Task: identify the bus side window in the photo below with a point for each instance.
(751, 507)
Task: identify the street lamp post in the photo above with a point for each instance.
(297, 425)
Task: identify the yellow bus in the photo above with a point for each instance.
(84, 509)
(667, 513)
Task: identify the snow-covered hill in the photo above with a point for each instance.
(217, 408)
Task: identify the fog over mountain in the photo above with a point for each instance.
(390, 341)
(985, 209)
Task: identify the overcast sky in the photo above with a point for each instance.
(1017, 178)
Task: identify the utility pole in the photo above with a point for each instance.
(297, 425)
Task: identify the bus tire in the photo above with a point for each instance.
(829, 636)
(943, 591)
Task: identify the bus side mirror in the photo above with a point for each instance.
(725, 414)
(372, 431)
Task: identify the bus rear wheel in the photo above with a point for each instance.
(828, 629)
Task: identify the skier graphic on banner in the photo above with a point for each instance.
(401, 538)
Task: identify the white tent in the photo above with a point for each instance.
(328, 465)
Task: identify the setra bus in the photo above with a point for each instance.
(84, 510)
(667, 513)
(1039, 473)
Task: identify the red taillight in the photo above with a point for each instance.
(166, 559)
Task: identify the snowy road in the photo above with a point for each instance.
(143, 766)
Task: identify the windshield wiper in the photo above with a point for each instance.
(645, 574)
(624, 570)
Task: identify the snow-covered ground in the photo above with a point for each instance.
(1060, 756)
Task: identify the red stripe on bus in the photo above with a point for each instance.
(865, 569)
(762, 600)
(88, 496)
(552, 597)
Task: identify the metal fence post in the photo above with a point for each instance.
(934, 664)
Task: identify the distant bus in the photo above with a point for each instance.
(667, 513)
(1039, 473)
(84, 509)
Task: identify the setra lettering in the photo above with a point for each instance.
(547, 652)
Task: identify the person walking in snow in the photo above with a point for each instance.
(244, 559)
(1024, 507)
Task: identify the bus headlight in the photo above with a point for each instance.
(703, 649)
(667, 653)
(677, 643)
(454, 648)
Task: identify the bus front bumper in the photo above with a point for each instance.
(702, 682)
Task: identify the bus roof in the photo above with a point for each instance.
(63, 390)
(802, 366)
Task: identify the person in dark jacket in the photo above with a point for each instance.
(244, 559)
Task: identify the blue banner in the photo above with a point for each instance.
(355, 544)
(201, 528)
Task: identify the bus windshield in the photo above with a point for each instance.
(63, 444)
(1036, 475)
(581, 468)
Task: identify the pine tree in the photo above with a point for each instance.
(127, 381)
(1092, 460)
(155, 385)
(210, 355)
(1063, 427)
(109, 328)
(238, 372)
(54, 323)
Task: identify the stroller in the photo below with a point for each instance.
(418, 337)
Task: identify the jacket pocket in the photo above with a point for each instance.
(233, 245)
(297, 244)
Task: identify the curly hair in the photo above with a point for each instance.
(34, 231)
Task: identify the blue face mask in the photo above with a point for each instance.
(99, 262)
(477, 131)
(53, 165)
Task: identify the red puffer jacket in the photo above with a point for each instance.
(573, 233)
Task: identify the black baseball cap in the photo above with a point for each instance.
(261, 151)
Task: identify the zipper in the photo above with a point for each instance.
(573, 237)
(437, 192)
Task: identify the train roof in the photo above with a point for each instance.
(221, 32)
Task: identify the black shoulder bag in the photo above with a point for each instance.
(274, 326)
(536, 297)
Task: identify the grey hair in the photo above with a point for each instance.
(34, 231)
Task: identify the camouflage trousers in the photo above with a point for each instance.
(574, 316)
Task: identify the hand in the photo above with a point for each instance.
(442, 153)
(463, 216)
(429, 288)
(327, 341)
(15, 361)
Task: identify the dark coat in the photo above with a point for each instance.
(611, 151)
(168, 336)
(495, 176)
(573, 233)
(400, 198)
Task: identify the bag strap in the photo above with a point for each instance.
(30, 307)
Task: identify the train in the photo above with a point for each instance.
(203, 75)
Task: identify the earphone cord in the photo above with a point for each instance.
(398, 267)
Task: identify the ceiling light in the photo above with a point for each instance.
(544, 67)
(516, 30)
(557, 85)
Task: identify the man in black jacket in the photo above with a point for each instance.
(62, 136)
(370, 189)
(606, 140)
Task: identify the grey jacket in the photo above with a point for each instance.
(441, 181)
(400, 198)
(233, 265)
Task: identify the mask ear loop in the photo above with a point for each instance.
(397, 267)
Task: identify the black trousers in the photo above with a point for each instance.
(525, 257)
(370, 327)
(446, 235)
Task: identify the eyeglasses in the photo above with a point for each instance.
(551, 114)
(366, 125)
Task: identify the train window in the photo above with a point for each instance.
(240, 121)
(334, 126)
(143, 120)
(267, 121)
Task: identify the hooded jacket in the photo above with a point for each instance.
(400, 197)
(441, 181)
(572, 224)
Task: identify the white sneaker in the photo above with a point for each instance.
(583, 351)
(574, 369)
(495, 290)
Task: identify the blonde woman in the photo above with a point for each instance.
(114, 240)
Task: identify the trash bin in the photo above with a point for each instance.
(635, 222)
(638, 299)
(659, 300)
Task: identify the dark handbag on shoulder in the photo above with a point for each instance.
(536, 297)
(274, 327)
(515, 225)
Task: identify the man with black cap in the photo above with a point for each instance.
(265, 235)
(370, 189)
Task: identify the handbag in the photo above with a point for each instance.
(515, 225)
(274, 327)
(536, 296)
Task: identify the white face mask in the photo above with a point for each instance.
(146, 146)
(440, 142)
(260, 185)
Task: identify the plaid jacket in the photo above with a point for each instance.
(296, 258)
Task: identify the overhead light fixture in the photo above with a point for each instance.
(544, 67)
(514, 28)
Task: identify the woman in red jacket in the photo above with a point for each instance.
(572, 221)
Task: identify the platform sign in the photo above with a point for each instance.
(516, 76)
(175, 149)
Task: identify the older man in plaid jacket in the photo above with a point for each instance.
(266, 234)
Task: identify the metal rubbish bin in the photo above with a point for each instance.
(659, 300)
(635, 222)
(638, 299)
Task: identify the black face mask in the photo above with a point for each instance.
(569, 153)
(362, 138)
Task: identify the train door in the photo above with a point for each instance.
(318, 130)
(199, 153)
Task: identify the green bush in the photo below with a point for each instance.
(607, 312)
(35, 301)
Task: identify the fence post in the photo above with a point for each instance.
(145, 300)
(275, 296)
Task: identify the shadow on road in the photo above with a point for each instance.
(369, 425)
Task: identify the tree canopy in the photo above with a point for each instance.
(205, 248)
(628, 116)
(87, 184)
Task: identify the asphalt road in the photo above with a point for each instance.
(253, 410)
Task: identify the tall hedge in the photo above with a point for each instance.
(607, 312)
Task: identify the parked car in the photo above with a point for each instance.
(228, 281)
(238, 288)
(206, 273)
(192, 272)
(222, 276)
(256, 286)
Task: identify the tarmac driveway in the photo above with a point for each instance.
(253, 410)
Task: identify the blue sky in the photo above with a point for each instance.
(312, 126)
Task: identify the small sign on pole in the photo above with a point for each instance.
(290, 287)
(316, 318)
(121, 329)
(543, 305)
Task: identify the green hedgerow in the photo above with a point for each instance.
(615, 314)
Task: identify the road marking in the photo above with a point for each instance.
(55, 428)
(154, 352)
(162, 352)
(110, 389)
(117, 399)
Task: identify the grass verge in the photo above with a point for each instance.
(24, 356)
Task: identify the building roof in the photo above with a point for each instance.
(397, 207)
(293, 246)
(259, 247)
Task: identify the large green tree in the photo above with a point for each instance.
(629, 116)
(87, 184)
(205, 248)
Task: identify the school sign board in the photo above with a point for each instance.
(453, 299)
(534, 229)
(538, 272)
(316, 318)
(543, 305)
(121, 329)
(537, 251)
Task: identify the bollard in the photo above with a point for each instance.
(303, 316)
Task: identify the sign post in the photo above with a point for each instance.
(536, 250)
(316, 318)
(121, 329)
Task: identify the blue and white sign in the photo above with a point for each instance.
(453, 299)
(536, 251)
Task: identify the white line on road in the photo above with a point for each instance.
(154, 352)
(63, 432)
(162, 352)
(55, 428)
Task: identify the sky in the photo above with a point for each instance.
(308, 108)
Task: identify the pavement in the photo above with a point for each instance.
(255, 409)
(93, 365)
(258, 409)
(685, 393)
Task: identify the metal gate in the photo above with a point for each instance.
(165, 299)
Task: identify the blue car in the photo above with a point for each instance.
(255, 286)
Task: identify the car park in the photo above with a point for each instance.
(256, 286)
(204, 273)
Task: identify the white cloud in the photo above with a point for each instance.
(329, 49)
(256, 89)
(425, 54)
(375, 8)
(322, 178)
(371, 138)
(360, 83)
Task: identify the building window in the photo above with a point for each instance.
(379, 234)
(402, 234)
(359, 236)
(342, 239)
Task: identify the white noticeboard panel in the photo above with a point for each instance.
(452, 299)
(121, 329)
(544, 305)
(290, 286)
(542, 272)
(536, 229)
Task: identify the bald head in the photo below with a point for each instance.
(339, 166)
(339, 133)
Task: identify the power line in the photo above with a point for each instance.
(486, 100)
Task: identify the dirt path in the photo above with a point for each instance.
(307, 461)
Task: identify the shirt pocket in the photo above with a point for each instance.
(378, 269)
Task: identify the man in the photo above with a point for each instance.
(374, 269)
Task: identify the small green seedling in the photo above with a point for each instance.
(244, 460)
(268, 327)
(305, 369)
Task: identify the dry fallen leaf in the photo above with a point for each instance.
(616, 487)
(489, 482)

• • • •

Reproduce precisely the span of lines that begins at the line containing "Task: identify the bald" and ends with the last line of the listing.

> [SOLVED PROBLEM]:
Task: identify the bald head in the photo below with a point for each instance.
(339, 166)
(339, 133)
Task: identify the power line in the photo above with a point for each instance.
(486, 100)
Task: identify the dirt path in the photo above with a point for each instance.
(307, 461)
Task: identify the shirt pocket in the photo above with a point for each instance.
(378, 269)
Task: identify the man in the photo above with a point for each instance.
(374, 269)
Task: identify the small green seedling in the photo above with a point for each instance.
(244, 460)
(268, 327)
(305, 369)
Task: identify the dry fallen leaf in the photo above with a point for each instance.
(616, 487)
(489, 482)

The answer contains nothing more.